(Data items)
━━━━━━━━━━

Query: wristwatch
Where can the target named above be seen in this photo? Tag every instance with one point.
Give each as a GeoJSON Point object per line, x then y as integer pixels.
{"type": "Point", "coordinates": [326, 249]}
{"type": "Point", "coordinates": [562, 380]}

━━━━━━━━━━

Goal — Copy out every row above, request lines included, adding 47 to each pixel coordinate in the answers.

Response —
Query: wristwatch
Where can the target named above be seen in this photo? Tag every instance with one point.
Give each as a GeoJSON Point object per line, x then y as integer pixels.
{"type": "Point", "coordinates": [373, 296]}
{"type": "Point", "coordinates": [609, 427]}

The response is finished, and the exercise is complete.